[Entries from an annotation dataset]
○ ○ ○ ○

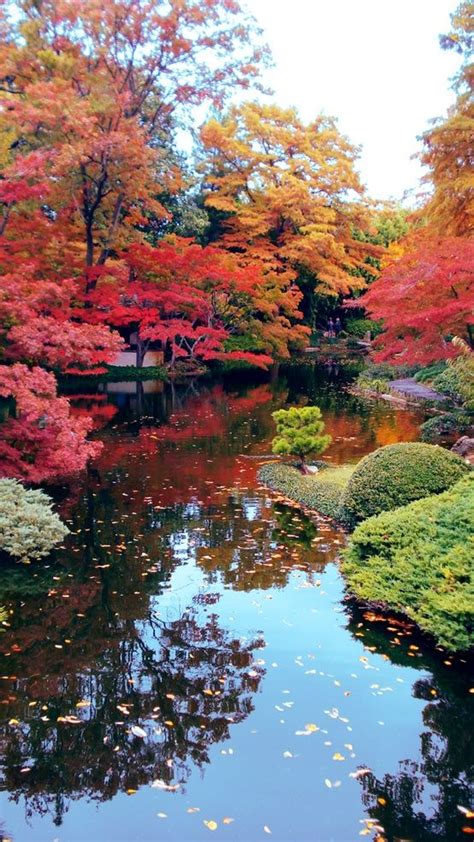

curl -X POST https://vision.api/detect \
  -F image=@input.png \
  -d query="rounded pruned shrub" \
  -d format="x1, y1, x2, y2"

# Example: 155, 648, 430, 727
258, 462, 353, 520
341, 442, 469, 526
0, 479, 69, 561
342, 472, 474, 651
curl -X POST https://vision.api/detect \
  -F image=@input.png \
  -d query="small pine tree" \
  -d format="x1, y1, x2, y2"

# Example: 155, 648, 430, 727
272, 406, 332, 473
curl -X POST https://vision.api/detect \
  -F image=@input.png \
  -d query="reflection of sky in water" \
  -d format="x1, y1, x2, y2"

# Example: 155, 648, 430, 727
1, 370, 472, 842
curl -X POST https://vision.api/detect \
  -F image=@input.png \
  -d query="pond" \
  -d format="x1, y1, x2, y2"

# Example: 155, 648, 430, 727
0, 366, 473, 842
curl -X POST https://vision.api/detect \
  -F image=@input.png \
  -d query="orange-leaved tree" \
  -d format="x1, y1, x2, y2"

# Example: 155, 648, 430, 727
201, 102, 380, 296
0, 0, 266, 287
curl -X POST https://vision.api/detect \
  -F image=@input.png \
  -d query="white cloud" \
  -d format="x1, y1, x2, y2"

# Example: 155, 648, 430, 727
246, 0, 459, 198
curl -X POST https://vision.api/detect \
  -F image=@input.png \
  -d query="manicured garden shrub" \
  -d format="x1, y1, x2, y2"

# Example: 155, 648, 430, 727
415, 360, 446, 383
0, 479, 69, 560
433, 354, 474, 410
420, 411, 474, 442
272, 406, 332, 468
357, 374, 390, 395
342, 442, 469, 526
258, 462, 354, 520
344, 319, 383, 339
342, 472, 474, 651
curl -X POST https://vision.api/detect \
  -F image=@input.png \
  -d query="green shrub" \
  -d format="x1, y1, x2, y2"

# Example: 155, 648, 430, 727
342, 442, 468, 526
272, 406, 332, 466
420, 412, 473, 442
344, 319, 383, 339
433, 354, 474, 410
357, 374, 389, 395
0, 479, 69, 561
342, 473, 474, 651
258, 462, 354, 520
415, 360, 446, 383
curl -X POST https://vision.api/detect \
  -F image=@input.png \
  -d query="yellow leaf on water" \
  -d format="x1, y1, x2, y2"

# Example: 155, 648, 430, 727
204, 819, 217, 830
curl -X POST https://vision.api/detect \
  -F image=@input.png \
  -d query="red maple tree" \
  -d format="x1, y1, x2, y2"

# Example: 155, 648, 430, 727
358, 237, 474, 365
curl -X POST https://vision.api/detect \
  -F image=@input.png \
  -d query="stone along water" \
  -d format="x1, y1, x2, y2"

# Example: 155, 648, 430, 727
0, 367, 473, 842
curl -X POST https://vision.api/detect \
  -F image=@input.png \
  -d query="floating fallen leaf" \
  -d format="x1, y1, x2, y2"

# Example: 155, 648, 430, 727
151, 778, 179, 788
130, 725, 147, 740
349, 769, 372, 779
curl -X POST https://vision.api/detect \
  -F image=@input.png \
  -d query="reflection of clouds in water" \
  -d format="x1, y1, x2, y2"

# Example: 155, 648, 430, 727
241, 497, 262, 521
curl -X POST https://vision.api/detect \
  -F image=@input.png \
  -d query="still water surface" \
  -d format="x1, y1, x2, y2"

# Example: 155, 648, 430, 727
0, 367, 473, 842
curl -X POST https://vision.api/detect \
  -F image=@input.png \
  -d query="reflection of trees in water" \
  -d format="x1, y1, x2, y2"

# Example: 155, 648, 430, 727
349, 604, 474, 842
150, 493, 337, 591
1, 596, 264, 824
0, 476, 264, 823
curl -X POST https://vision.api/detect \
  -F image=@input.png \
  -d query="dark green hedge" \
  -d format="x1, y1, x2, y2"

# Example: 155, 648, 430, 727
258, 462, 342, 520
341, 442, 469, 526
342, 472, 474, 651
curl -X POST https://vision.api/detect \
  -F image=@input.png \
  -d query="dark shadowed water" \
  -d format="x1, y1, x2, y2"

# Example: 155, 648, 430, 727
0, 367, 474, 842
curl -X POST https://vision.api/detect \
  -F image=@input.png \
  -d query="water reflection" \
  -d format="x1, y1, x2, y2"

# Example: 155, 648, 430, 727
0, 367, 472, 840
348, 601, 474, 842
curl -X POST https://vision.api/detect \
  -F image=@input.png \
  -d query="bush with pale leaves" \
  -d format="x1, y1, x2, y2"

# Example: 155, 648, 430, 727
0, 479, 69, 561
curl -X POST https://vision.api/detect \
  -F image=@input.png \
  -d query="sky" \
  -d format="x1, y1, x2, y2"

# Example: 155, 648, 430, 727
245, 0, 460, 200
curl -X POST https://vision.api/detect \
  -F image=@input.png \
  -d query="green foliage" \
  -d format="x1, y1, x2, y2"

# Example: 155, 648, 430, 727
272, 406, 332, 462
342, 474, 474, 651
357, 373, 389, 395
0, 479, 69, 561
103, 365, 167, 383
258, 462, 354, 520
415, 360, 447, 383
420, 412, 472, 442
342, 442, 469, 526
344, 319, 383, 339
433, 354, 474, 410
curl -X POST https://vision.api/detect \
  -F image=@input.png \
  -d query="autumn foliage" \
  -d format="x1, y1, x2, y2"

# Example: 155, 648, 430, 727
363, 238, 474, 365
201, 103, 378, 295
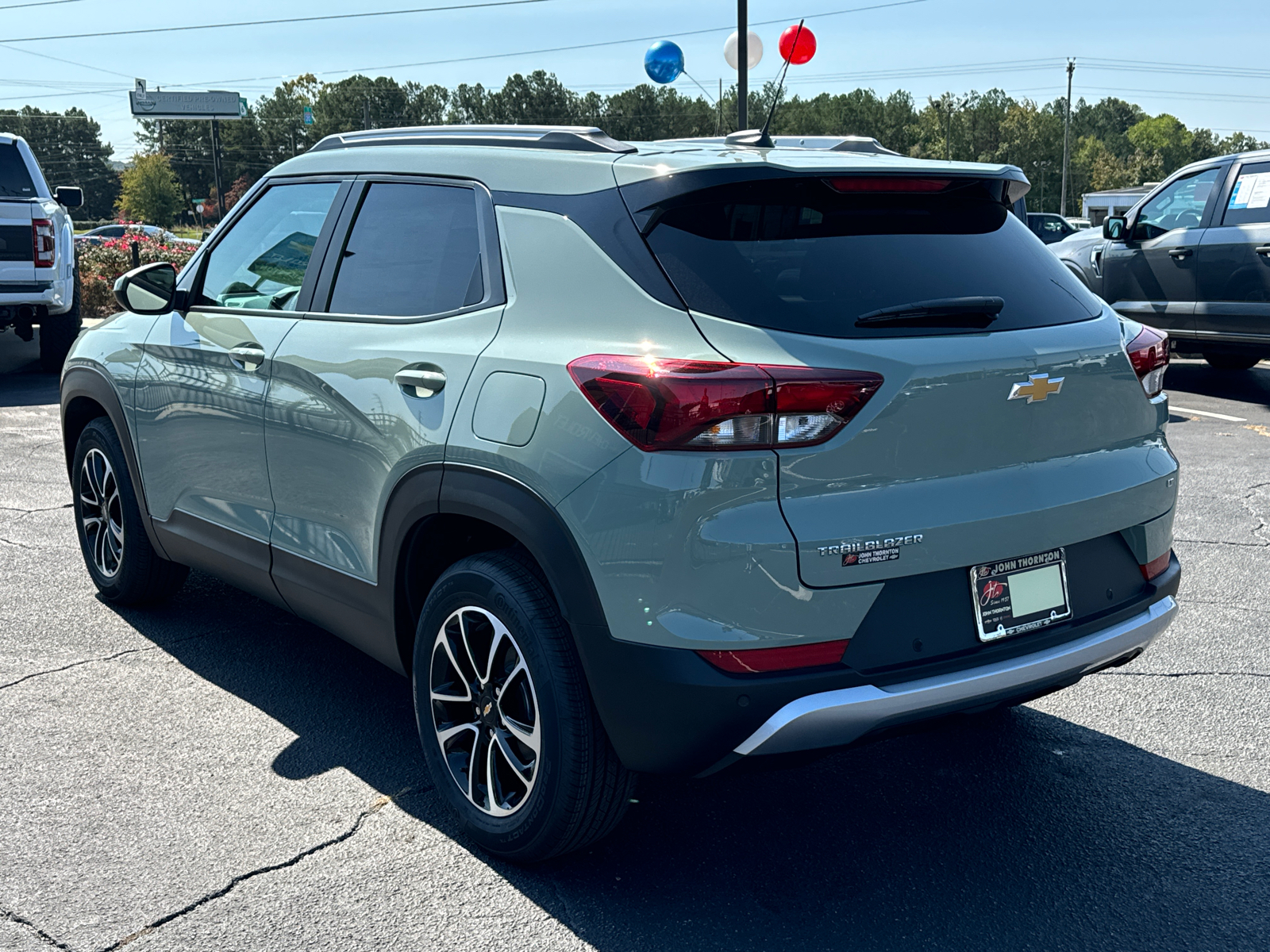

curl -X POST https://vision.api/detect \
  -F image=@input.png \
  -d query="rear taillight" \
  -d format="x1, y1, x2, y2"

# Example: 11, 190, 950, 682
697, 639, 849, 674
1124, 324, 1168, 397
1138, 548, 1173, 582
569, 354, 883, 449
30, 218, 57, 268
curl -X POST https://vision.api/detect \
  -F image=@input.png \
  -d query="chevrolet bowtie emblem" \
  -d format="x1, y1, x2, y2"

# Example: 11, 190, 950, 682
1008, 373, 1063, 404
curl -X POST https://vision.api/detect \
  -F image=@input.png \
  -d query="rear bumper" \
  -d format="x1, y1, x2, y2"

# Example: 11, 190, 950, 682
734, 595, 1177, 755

○ ○ ○ ○

## TASK GOAL
Repeat each record exactly, with the pictures left out.

## RESULT
curl -X POST https://vision.api/detect \
  -F image=@input.png \
  -d query="rounded pruned shrub" \
  -d format="x1, y1, x2, y2"

# Example: 155, 648, 430, 727
258, 462, 353, 520
341, 442, 469, 526
0, 479, 69, 561
342, 472, 474, 651
curl -X POST https://vision.api/detect \
  -F image=@input.png \
  -d query="small pine tree" \
  -d format="x1, y1, x2, y2"

# Example: 155, 648, 430, 727
272, 406, 332, 473
curl -X POST https://vision.api/detect \
  -F image=@input.png \
  -d query="reflection of sky in water" \
  -d format="x1, y1, x2, y2"

# Example: 155, 648, 430, 727
1, 370, 472, 842
curl -X POST https://vision.api/detect \
  -F image=@input.png \
  -d query="pond" \
  -d format="x1, y1, x2, y2"

# Example: 155, 648, 430, 727
0, 366, 473, 842
curl -X POST https://vision.api/detect \
  -F image=@input.png \
  -d query="orange-leaved tree" \
  -d format="x1, y1, x2, y2"

# Example: 155, 648, 430, 727
201, 102, 380, 296
0, 0, 266, 287
curl -X POST https://vision.api/detect \
  -F image=@input.png \
  -d query="white cloud" \
  -d format="x1, y1, x2, y2"

# Example: 155, 648, 430, 727
246, 0, 459, 198
curl -X POST https://vision.api/detect \
  -F image=@input.png \
  -d query="manicured garden shrub" \
  -d format="x1, y1, x2, y2"

# Example: 155, 648, 430, 727
415, 360, 446, 383
0, 479, 69, 560
433, 354, 474, 410
420, 411, 474, 442
272, 406, 332, 468
357, 374, 390, 395
342, 442, 469, 526
258, 462, 354, 520
344, 319, 383, 339
342, 472, 474, 651
curl -X POST https://vision.api/detect \
  -F image=@input.png \
  -d query="green shrub" \
  -d format="x1, y1, x2, y2"

# Example: 155, 648, 430, 727
342, 442, 468, 526
272, 406, 332, 466
420, 412, 473, 442
344, 319, 383, 339
433, 354, 474, 410
357, 374, 389, 395
0, 479, 69, 561
342, 473, 474, 651
258, 462, 354, 520
415, 360, 446, 383
curl -X POST https://vision.api/detect \
  -F image=@input.png \
  -d query="yellow leaf on water" \
  -d format="x1, y1, x2, y2"

# Example: 155, 648, 430, 727
204, 819, 217, 830
curl -X POST https://vision.api/detect \
  -F image=@input.png \
  -d query="red maple tree" \
  -d format="x1, y1, x2, y2"

# Example: 155, 648, 430, 727
358, 237, 474, 365
curl -X POST https://vision.api/detect \
  -F image=@input.png \
  -d query="stone along water" \
  -d format="x1, y1, x2, y2"

# Example: 155, 648, 430, 727
0, 367, 473, 842
curl -X POST https://vision.api/detect \
  -F image=@input.png \
  -d query="floating fallen leaf" \
  -d format="x1, y1, x2, y2"

# Example: 155, 648, 430, 727
151, 778, 179, 788
130, 725, 147, 740
349, 769, 372, 779
curl -X POST https://vision.api/detect \
  -F image=@input.png \
  -d query="reflection of clouds in water" \
  -d format="x1, y1, x2, y2"

# Example: 155, 648, 430, 727
241, 497, 262, 521
curl -X POST https://vision.api/detect \
  -F image=@input.png \
  -d query="still water surface" \
  -d format="x1, y1, x2, y2"

# Example: 155, 648, 430, 727
0, 367, 473, 842
curl -X POST https://vision.api/detect \
  -F image=@input.png \
  -d query="reflection of trees in water" \
  -d format="x1, y1, x2, y2"

# Example: 155, 648, 430, 727
349, 604, 474, 842
150, 493, 337, 591
1, 596, 264, 824
0, 476, 264, 823
curl -X POST https://vision.api/detect \
  -F image=@input.png \
  -d query="dark green hedge" \
  -d format="x1, y1, x2, y2"

# Example: 155, 648, 430, 727
258, 462, 342, 520
341, 442, 469, 526
342, 472, 474, 651
curl -X POST https://vision.api/detect \
  -F image=@input.png \
  -d query="dark shadowed water" \
  -d format="x1, y1, x2, y2"

# Example: 155, 648, 430, 727
0, 367, 474, 842
curl -X POST https://vision.api/detect \
  -F image=@input.png \
  -d query="water reflection" \
  -d format="x1, y1, x2, y2"

# Example: 155, 648, 430, 727
0, 367, 472, 840
348, 601, 474, 842
curl -X POST https://vision.api/detect \
  -F image=@input.png \
  -d query="bush with pale leaves" \
  -d format="x1, y1, x2, y2"

# Example: 155, 648, 430, 727
0, 479, 69, 561
curl -X POST https://vision.api/detect \
  -F image=@input.png \
  -d query="sky" \
  -d format="x1, y1, x2, y2"

# Example: 155, 648, 430, 727
245, 0, 460, 200
curl -X POST https://vision.api/detect \
  -F image=@input.png \
  -d query="green foliage" \
  -d format="x1, y1, x2, y2"

# Example: 155, 648, 430, 727
272, 406, 332, 462
342, 474, 474, 651
357, 373, 389, 395
0, 479, 69, 561
103, 365, 167, 383
258, 462, 354, 520
415, 360, 447, 383
420, 412, 472, 442
342, 442, 469, 526
344, 319, 383, 339
433, 354, 474, 410
curl -X POST https://vision.api/detect \
  -F image=@input.png \
  -d query="autumn foliage" \
  -d format="x1, y1, x2, y2"

# Example: 155, 648, 430, 727
363, 238, 474, 365
201, 103, 378, 295

curl -X POST https://vision.api/detect \
  -F image=@input.png \
  -d query="rear taillight" \
  -d format="x1, y1, x2, y2"

# Example: 11, 190, 950, 682
697, 639, 849, 674
1124, 324, 1168, 397
1138, 548, 1173, 582
569, 354, 883, 449
30, 218, 57, 268
curl -X POST https://vision.api/detect \
  -F image=@input.png \
  -d query="chevrolet bowtie emblem" \
  -d format="x1, y1, x2, y2"

# Example: 11, 190, 950, 682
1008, 373, 1063, 404
curl -X POST https://vision.api/detect \
  -F image=@input.png \
  -d query="rear bumper" \
  -d format="x1, y1, x2, y2"

# Example: 11, 190, 950, 682
734, 595, 1177, 755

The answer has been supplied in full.